[Referring expression data]
[Start of Attachment]

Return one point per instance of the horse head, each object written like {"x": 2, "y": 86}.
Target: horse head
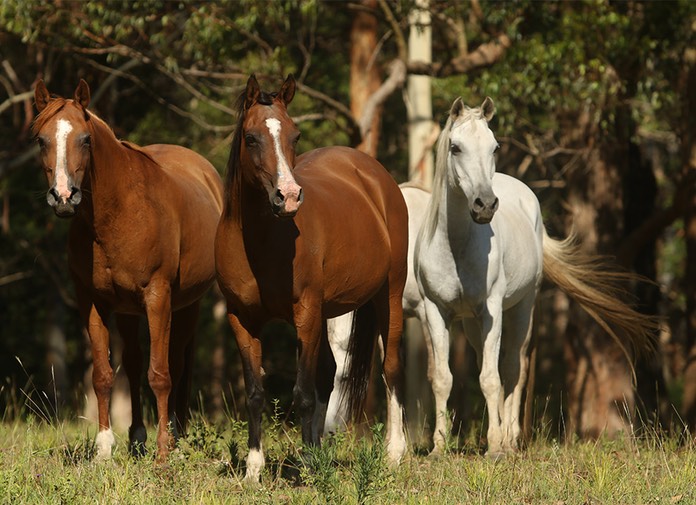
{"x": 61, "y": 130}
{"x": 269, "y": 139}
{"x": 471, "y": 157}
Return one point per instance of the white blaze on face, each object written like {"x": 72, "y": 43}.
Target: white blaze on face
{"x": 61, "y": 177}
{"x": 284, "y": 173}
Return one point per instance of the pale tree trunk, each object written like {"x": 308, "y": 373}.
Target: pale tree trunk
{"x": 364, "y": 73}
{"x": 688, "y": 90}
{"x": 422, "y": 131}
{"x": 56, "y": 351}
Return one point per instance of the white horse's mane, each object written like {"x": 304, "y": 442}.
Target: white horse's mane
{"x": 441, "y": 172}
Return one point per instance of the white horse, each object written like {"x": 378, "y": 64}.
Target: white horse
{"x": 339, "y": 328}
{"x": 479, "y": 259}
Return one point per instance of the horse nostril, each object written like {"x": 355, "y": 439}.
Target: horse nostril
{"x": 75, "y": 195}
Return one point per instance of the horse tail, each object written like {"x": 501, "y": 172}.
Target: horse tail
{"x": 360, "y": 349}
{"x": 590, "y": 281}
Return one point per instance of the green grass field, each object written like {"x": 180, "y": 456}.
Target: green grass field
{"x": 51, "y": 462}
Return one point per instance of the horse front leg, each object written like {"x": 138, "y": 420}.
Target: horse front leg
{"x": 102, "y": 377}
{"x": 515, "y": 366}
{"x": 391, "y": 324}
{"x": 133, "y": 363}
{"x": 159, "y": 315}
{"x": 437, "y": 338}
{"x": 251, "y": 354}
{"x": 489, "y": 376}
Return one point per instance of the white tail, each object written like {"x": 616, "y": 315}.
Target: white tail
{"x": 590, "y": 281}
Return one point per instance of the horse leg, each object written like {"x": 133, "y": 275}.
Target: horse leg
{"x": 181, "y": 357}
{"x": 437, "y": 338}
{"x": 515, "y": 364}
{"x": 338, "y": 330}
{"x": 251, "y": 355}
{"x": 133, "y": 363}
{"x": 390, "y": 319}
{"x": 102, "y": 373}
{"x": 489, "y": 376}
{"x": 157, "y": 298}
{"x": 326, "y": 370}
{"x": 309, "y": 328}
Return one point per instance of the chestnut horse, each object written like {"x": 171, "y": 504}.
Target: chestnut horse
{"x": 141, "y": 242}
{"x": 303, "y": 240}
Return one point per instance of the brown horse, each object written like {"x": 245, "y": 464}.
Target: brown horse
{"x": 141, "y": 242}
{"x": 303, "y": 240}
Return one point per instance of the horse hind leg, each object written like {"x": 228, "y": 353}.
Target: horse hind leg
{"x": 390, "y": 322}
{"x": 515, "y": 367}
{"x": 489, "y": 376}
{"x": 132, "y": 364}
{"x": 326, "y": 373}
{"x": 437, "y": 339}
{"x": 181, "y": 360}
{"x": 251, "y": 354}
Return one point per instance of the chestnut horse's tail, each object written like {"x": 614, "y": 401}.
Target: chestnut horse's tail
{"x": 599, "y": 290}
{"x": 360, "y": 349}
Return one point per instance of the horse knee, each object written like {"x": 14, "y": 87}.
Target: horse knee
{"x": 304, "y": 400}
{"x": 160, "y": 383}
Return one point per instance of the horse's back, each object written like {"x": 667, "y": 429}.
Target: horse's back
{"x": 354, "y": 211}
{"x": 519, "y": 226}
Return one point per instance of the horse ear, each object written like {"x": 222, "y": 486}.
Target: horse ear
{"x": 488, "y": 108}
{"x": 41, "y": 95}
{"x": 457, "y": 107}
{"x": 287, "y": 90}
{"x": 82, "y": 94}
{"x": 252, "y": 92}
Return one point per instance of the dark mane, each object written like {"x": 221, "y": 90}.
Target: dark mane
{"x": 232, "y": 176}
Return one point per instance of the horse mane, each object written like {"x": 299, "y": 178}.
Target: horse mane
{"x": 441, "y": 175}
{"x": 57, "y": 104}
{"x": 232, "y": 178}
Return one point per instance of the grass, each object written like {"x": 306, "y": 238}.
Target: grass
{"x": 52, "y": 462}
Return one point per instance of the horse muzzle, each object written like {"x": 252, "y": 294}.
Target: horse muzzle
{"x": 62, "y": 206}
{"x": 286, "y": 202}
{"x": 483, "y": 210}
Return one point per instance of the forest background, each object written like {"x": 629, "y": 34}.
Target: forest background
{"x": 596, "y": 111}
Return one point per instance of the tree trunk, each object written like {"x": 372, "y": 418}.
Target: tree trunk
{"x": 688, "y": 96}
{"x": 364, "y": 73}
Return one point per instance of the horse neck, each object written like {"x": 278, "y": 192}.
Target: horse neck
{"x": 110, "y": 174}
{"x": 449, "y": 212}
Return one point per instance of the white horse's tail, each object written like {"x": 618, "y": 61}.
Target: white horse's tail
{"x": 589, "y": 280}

[End of Attachment]

## ABOUT THIS TASK
A word-for-word copy of all the data, without pictures, is the expected output.

## RESPONSE FOR THIS EXERCISE
Return one point per instance of the horse head, each object written like {"x": 2, "y": 86}.
Target: horse head
{"x": 61, "y": 130}
{"x": 269, "y": 139}
{"x": 471, "y": 157}
Return one point per instance of the white blaze on face, each object written like {"x": 72, "y": 43}.
Target: white blaze on face
{"x": 61, "y": 177}
{"x": 284, "y": 173}
Return one point per instance of the pale tree trunk, each object written like {"x": 308, "y": 373}.
Target: pale tree trunk
{"x": 364, "y": 73}
{"x": 688, "y": 90}
{"x": 422, "y": 131}
{"x": 56, "y": 351}
Return one point per instance of the white horse's mane, each object written like {"x": 304, "y": 442}.
Target: white horse's mane
{"x": 441, "y": 172}
Return one point per instance of the white horse, each object written like {"x": 378, "y": 64}.
Target: white horse
{"x": 339, "y": 328}
{"x": 479, "y": 259}
Return one point per instance of the horse nostril, each object written like {"x": 355, "y": 439}.
Target: horse nostril
{"x": 75, "y": 195}
Return one point per instance of the horse tail, each object written like {"x": 501, "y": 172}.
Target: horse tail
{"x": 360, "y": 349}
{"x": 590, "y": 281}
Return one point per instance of the green grass field, each object written like {"x": 180, "y": 456}.
Target: green grass field
{"x": 51, "y": 462}
Return one point per instance of the horse front leg, each object written like {"x": 138, "y": 420}.
Target: horse front leg
{"x": 102, "y": 377}
{"x": 515, "y": 366}
{"x": 391, "y": 324}
{"x": 133, "y": 363}
{"x": 159, "y": 315}
{"x": 437, "y": 338}
{"x": 251, "y": 354}
{"x": 489, "y": 376}
Return one point per instance of the white tail, each object written like {"x": 616, "y": 315}.
Target: white tail
{"x": 590, "y": 281}
Return one point per instance of the horse leg, each object written like {"x": 133, "y": 275}.
Target: horse leg
{"x": 181, "y": 357}
{"x": 437, "y": 338}
{"x": 515, "y": 364}
{"x": 338, "y": 330}
{"x": 251, "y": 355}
{"x": 133, "y": 363}
{"x": 390, "y": 319}
{"x": 102, "y": 373}
{"x": 489, "y": 376}
{"x": 157, "y": 298}
{"x": 326, "y": 370}
{"x": 309, "y": 328}
Return one point per instance of the chestnut horse, each object written like {"x": 171, "y": 504}.
Target: chestnut horse
{"x": 141, "y": 242}
{"x": 303, "y": 240}
Return one point per instance of the brown horse, each object written like {"x": 245, "y": 464}.
Target: brown horse
{"x": 141, "y": 242}
{"x": 303, "y": 240}
Return one point per instance of the horse hind leg, each object written like {"x": 228, "y": 353}.
Target: horse hind leg
{"x": 390, "y": 322}
{"x": 515, "y": 367}
{"x": 489, "y": 376}
{"x": 132, "y": 364}
{"x": 326, "y": 373}
{"x": 437, "y": 339}
{"x": 181, "y": 360}
{"x": 251, "y": 354}
Return one point per instance of the chestnut horse's tail, each object written like {"x": 614, "y": 401}.
Target: chestnut horse's tail
{"x": 599, "y": 290}
{"x": 360, "y": 349}
Return one point per instance of the horse knee, each object written like {"x": 14, "y": 87}.
Target: horse knee
{"x": 304, "y": 400}
{"x": 160, "y": 383}
Return one point per instance of the horse's back, each object written like {"x": 667, "y": 429}.
Target: horse's back
{"x": 354, "y": 211}
{"x": 519, "y": 226}
Return one point per instance of the horse ear, each object written like {"x": 222, "y": 486}.
Target: horse ear
{"x": 488, "y": 108}
{"x": 41, "y": 95}
{"x": 457, "y": 107}
{"x": 287, "y": 90}
{"x": 82, "y": 94}
{"x": 252, "y": 92}
Return one point per instance of the dark mane, each object written like {"x": 221, "y": 90}.
Target: dark mane
{"x": 232, "y": 176}
Return one point per instance of the horse mane, each object written like {"x": 299, "y": 178}.
Target: horse mane
{"x": 441, "y": 175}
{"x": 57, "y": 104}
{"x": 232, "y": 178}
Return one point per instance of the grass, each object written like {"x": 306, "y": 238}.
Target: grass
{"x": 52, "y": 462}
Return one point per instance of the horse muzzle, each object written like {"x": 252, "y": 294}.
Target: horse muzzle
{"x": 62, "y": 206}
{"x": 286, "y": 202}
{"x": 483, "y": 210}
Return one point per instance of the forest background, each object written like {"x": 629, "y": 34}.
Target: forest background
{"x": 596, "y": 111}
Return one point per instance of the tree trunk, each object written like {"x": 372, "y": 418}.
Target: tree trunk
{"x": 688, "y": 96}
{"x": 364, "y": 73}
Return one point per instance of the horse neck, each object written like {"x": 278, "y": 192}.
Target: horse neck
{"x": 110, "y": 174}
{"x": 449, "y": 212}
Return one point per instance of the white horse's tail, each object written like {"x": 618, "y": 61}.
Target: white horse's tail
{"x": 589, "y": 280}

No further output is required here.